_PASSAGE SHOWN_
*** Begin section ***
By Helen Mills

“What we’re doing is working,” is the UK government’s standard reply to calls for a more informed, harm-reducing response to drugs. It’s a stance that seems increasingly out of touch with evidence, the international stage and what the agencies tasked with responding to our current drug laws – the police and health care professionals – find themselves grappling with.

A fifth of all HIV and hepatitis C virus infections amongst people who inject drugs in Scotland are estimated to occur in the six-month period following offenders' release from prison. It’s one example of the perverse outcomes from the UK's current reliance on criminal justice to respond to problematic drug use. An approach defended as ‘tough’ at protecting the public from dangerous substances fails to reduce drug use and is paradoxically the cause of much harm itself. The Home Office’s own research reached the similar conclusions: “We did not in our fact-finding observe any obvious relationship between the toughness of a country’s enforcement against drug possession, and levels of drug use in that country”.
*** End section ***
_LISTED RECORDS_
*** Begin section ***
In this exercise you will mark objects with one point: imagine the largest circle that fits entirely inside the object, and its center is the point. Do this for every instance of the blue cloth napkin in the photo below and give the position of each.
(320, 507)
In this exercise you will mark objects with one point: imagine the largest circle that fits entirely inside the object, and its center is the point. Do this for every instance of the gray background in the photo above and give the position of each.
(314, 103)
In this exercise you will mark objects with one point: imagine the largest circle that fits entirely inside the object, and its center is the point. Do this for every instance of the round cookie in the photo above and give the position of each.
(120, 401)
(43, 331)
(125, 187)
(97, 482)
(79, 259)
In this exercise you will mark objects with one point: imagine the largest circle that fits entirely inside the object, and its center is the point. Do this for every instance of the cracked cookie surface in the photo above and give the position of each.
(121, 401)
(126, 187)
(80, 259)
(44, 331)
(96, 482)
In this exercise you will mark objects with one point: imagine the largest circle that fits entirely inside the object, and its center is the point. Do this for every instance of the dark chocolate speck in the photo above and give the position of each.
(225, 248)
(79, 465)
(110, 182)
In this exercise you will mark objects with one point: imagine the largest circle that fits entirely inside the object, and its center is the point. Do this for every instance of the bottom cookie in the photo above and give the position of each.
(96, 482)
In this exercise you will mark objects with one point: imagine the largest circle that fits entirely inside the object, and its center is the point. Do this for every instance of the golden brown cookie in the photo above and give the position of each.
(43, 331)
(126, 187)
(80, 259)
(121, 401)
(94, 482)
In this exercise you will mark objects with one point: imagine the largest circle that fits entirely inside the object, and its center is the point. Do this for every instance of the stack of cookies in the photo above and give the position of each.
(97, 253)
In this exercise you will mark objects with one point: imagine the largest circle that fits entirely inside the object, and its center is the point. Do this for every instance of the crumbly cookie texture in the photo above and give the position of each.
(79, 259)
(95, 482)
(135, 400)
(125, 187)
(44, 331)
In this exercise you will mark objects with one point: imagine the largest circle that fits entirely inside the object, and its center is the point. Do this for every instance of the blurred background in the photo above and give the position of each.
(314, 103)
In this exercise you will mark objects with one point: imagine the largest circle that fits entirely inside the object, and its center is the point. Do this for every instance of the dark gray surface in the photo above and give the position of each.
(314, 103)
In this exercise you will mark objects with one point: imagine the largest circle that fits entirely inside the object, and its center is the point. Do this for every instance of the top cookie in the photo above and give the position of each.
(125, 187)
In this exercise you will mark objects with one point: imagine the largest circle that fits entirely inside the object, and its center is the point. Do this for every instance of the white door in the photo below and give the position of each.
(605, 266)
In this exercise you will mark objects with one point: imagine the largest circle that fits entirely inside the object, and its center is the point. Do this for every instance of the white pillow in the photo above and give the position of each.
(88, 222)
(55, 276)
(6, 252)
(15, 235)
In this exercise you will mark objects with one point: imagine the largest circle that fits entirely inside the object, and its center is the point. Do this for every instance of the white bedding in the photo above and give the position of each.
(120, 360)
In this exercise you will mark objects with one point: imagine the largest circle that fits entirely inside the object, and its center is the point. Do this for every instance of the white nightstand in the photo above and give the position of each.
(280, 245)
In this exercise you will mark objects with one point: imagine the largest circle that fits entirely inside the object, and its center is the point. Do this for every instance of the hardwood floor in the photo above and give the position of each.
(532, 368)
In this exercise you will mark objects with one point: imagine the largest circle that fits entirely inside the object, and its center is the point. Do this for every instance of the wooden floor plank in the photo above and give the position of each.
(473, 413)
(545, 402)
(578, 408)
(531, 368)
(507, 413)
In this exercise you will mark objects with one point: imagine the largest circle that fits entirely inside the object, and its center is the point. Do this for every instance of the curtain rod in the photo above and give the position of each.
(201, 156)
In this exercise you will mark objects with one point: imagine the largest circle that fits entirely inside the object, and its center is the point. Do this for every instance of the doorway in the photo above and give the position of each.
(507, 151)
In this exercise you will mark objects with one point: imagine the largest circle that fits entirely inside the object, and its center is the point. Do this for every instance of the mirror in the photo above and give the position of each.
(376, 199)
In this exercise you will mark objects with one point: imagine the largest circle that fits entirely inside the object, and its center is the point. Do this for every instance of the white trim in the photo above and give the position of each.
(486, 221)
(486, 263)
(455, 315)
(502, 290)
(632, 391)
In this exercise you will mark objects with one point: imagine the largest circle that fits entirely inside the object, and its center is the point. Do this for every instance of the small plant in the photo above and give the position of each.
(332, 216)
*** End section ***
_EXERCISE_
Say whether each statement below agrees with the article on UK drug policy, answering yes or no and quoting the words of the article that decide it. (a) The UK government's standard reply to calls for a harm-reducing response to drugs is that its approach is working. (b) The Home Office's own research found an obvious relationship between how tough a country is on drug possession and its levels of drug use. (c) An estimated fifth of HIV and hepatitis C infections among people who inject drugs in Scotland occur in the six months after release from prison.

_ANSWER FOR THE TASK_
(a) Yes: "“What we’re doing is working,” is the UK government’s standard reply to calls for a more informed, harm-reducing response to drugs."
(b) No: "We did not in our fact-finding observe any obvious relationship between the toughness of a country’s enforcement against drug possession, and levels of drug use in that country"
(c) Yes: "A fifth of all HIV and hepatitis C virus infections amongst people who inject drugs in Scotland are estimated to occur in the six-month period following offenders' release from prison."